GIVEN REQUEST :: Restate the passage in the text on remote fixes to distant spacecraft, starting at "I find few things" and ending at "from the ground.", and substitute "data recorder" for "tape recorder" throughout.

TEXT SHOWN ::
○ ○ ○

I find few things more fascinating than remote fixes to distant spacecraft. We’ve used them surprisingly often, an outstanding case in point being the Galileo mission to Jupiter, launched in 1989. The failure of the craft’s high-gain antenna demanded that controllers maximize what they had left, using the low-gain antenna along with data compression and receiver upgrades on Earth to perform outstanding science. Galileo’s four-track tape recorder, critical for storing data for later playback, also caused problems that required study and intervention from the ground.

But as we saw yesterday, Galileo was hardly the first spacecraft to run into difficulties. The K2 mission, reviving Kepler by using sophisticated computer algorithms and photon pressure from the Sun, is a story in progress, with the discovery of super-Earth HIP 116454 b its first success. Or think all the way back to Mariner 10, launched in 1973 and afflicted with problems including flaking paint that caused its star-tracker to lose its lock on the guide star Canopus. The result: A long roll that burned hydrazine as thrusters tried to compensate for the motion. Controllers were able to use the pressure of solar photons on the spacecraft’s solar panels to create the torque necessary to counter the roll and re-acquire the necessary control.

The Messenger spacecraft also used pressure from solar photons as part of needed course adjustment on the way to Mercury, and now comes news of yet another inspired fix involving the same craft. Messenger was on course to impact Mercury’s surface by the end of March, 2015, having in the course of its four years in Mercury orbit (and six previous years enroute) used up most of its propellant. But controllers will now use pressurization gas in the spacecraft’s propulsion system to raise Messenger’s orbit enough to allow another month of operation.

○ ○ ○

DATA SEGMENT ::
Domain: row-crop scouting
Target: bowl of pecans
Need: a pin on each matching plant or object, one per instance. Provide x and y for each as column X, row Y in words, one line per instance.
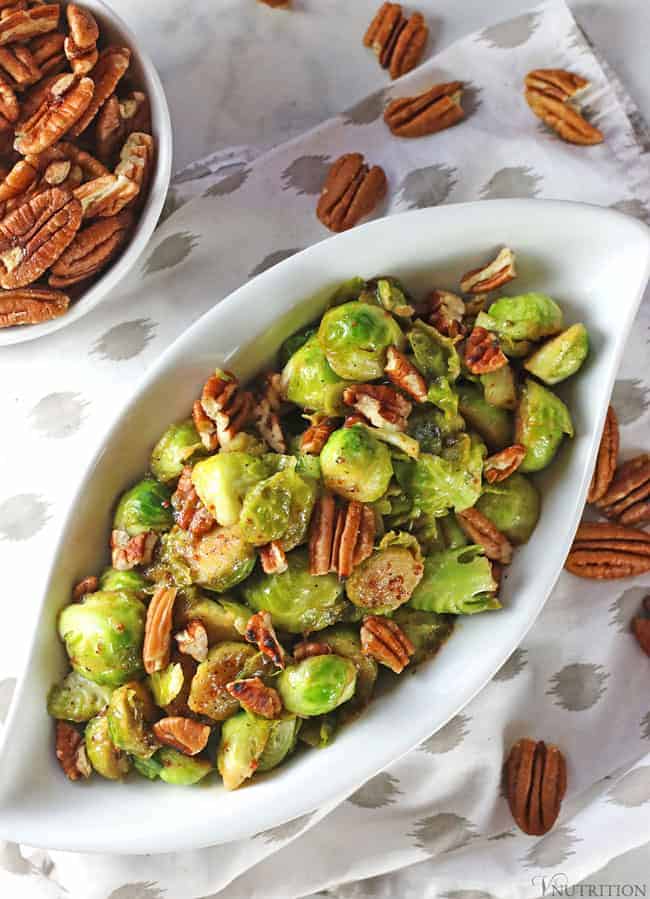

○ ○ ○

THE OUTPUT ::
I find few things more fascinating than remote fixes to distant spacecraft. We’ve used them surprisingly often, an outstanding case in point being the Galileo mission to Jupiter, launched in 1989. The failure of the craft’s high-gain antenna demanded that controllers maximize what they had left, using the low-gain antenna along with data compression and receiver upgrades on Earth to perform outstanding science. Galileo’s four-track data recorder, critical for storing data for later playback, also caused problems that required study and intervention from the ground.